## What you are asked to do
Pull out every row below that has the word "tree" in it and copy each one in full. Upper and lower case count, so match the letters' case too.

## Source records

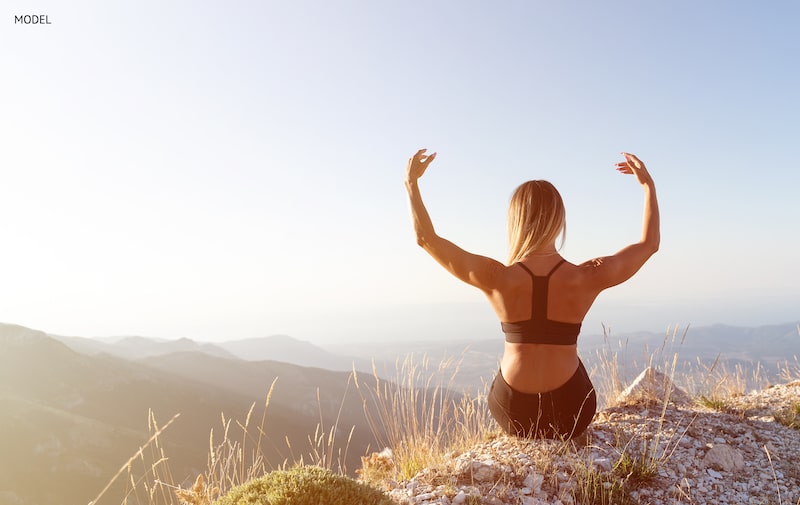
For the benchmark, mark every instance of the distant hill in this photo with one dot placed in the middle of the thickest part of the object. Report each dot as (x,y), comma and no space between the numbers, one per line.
(291,350)
(70,420)
(280,348)
(769,347)
(139,347)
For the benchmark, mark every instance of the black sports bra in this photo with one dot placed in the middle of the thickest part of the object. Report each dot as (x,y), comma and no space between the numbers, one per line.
(538,329)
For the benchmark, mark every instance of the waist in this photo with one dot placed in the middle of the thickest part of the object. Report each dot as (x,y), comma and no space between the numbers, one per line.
(542,331)
(538,368)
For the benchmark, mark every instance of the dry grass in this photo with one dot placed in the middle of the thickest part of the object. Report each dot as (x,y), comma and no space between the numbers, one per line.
(423,424)
(420,418)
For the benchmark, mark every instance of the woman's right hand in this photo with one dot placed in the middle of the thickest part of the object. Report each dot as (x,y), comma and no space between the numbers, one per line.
(635,166)
(417,165)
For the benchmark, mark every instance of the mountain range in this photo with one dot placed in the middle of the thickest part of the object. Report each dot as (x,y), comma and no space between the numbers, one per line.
(75,409)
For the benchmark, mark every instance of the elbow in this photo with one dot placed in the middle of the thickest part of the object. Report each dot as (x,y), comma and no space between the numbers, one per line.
(654,244)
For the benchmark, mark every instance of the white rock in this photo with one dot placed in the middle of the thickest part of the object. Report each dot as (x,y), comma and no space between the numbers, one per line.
(724,457)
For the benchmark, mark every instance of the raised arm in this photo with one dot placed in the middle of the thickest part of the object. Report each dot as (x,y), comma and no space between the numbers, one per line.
(482,272)
(612,270)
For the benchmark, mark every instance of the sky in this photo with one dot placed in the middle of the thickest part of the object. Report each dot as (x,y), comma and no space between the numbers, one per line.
(227,170)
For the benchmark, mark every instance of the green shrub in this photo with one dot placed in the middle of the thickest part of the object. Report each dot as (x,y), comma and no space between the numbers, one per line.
(304,485)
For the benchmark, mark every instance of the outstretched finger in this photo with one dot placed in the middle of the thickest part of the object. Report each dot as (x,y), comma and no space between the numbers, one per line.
(634,160)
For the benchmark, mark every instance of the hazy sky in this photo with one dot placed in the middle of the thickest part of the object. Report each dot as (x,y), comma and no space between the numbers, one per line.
(220,170)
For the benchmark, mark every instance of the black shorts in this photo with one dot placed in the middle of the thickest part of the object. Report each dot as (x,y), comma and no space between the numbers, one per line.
(561,413)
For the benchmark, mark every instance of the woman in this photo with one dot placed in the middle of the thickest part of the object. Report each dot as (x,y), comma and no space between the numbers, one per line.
(542,388)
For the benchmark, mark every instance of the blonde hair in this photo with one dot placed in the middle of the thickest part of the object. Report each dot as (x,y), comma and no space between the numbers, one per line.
(536,217)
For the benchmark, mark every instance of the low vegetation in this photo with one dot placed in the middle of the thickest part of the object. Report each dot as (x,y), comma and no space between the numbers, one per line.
(420,424)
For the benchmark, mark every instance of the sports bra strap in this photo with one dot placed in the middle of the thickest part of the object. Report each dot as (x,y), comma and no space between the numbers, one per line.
(548,273)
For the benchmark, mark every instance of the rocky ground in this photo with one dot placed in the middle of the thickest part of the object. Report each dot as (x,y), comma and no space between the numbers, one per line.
(742,451)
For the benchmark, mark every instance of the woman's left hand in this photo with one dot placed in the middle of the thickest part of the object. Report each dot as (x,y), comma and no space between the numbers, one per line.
(417,165)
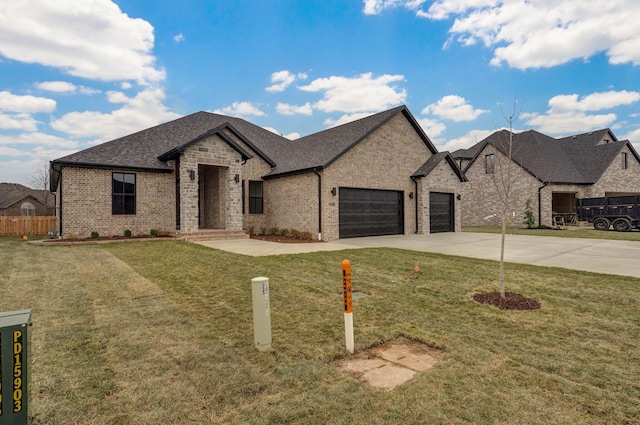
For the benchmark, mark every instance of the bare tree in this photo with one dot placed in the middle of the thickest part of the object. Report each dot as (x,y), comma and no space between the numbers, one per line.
(39,180)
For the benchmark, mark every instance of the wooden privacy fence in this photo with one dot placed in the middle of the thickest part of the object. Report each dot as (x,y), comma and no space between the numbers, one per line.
(18,225)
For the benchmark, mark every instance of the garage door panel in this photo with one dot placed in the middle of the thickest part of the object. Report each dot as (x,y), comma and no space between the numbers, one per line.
(441,218)
(368,212)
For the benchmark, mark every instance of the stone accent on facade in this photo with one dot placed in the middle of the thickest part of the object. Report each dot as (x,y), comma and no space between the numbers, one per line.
(86,200)
(214,165)
(253,170)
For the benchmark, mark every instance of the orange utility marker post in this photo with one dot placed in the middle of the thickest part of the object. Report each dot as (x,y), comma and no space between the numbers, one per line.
(348,305)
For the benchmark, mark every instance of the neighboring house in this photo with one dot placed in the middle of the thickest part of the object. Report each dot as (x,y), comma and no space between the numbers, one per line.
(552,173)
(19,200)
(378,175)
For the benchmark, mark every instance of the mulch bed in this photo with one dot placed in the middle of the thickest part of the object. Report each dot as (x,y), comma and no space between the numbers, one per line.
(512,301)
(282,239)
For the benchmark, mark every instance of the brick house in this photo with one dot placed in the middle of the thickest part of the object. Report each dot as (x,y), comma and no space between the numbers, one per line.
(19,200)
(550,173)
(378,175)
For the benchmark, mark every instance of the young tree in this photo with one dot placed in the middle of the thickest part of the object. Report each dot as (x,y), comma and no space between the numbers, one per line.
(505,177)
(39,180)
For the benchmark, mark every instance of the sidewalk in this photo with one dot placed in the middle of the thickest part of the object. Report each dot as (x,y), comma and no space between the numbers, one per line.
(593,255)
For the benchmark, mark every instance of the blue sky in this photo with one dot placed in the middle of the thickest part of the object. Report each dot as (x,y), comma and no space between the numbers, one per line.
(75,73)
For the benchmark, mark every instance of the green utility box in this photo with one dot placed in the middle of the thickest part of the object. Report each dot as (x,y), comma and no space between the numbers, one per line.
(14,366)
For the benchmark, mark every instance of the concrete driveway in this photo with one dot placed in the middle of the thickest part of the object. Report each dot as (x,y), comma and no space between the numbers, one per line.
(594,255)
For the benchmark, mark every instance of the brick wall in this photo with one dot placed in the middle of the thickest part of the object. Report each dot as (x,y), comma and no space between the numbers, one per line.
(87,198)
(254,169)
(383,160)
(292,203)
(224,196)
(617,179)
(442,179)
(483,194)
(16,209)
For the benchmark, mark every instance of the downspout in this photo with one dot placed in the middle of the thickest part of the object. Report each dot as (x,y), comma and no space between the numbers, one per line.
(415,197)
(57,207)
(540,203)
(319,203)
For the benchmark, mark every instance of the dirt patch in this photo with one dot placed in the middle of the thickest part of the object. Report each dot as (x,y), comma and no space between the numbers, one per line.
(391,364)
(282,239)
(102,240)
(512,301)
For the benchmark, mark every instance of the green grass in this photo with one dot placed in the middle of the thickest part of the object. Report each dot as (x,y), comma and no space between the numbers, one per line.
(568,232)
(161,333)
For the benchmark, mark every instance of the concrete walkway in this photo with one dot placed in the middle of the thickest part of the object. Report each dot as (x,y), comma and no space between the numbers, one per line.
(594,255)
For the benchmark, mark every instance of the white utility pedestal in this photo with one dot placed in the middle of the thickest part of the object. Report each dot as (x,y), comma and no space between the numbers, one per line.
(261,313)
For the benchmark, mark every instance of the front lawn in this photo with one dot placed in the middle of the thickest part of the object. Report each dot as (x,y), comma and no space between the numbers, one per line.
(567,232)
(161,333)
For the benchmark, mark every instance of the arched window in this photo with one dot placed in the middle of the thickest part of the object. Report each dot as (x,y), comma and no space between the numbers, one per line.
(27,209)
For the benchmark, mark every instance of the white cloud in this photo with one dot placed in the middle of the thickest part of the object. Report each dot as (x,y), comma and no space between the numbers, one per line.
(346,118)
(24,122)
(432,128)
(117,97)
(594,101)
(568,122)
(466,141)
(633,136)
(65,87)
(38,139)
(91,39)
(570,114)
(286,109)
(375,7)
(536,33)
(453,108)
(282,79)
(363,93)
(290,136)
(142,111)
(240,109)
(31,104)
(57,86)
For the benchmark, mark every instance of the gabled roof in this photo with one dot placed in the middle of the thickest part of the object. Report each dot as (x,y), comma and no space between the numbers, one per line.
(319,150)
(579,159)
(11,193)
(150,149)
(215,132)
(431,164)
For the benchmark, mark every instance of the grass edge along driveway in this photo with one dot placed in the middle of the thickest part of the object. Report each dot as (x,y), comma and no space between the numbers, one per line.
(154,333)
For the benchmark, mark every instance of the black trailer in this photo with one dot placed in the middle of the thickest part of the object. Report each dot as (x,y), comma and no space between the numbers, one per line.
(621,212)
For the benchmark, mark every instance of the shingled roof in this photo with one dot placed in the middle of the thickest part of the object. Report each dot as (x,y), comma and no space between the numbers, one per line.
(319,150)
(431,164)
(150,149)
(579,159)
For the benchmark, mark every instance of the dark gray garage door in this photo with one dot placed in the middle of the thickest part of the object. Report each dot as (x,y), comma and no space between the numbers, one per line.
(441,212)
(368,212)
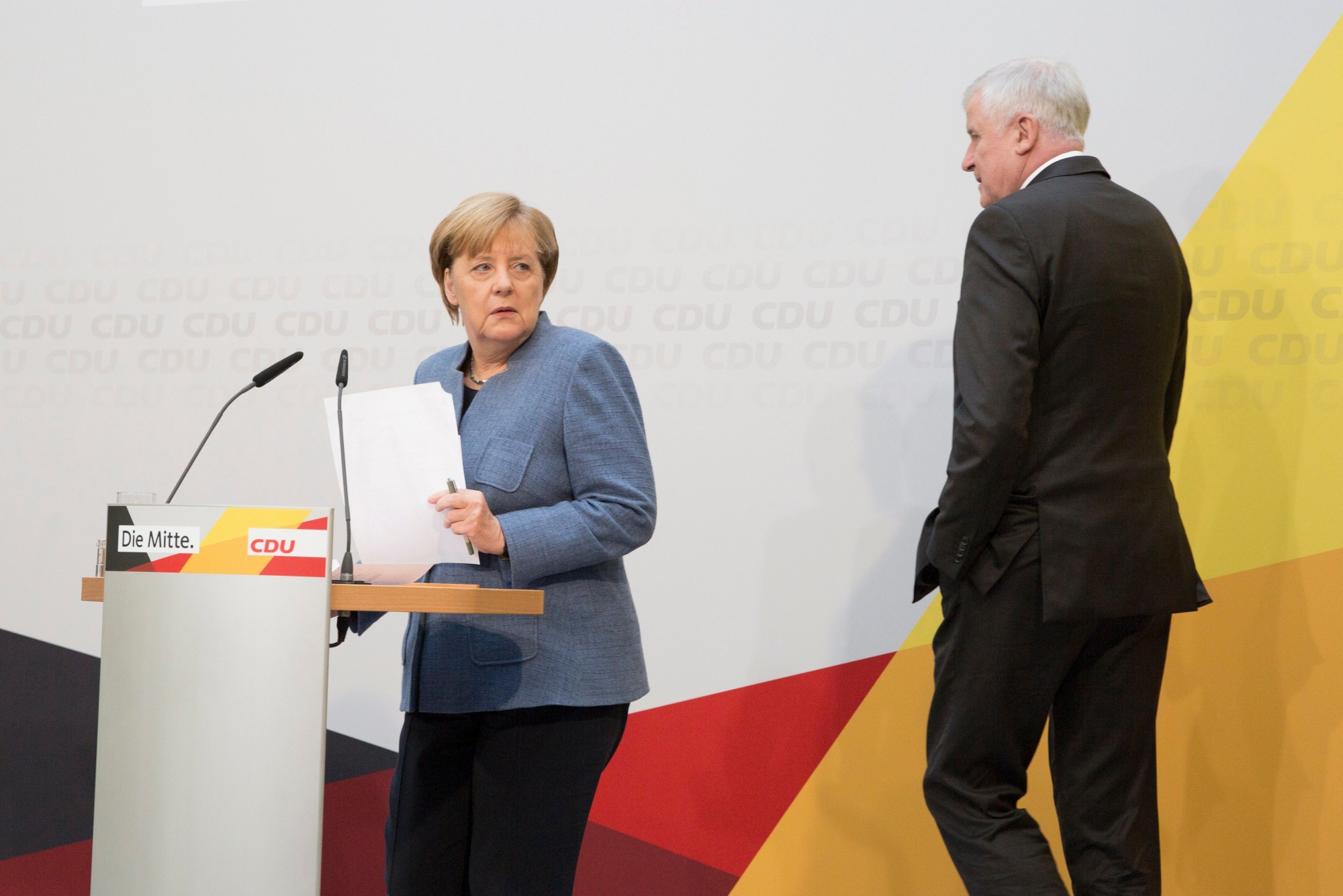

## The output
For the benchmark, mark every instance of the bare tree in this photo with one dot placed in the middle of the thickest part of the object. Report each dot as (x,y), comma and no space between the numbers, one per line.
For the benchmark, mark every instance of the young tree in this photo with one dot placed in the middle of the thickest part of the object. Report each dot as (x,y), comma and no space between the numbers, one per line.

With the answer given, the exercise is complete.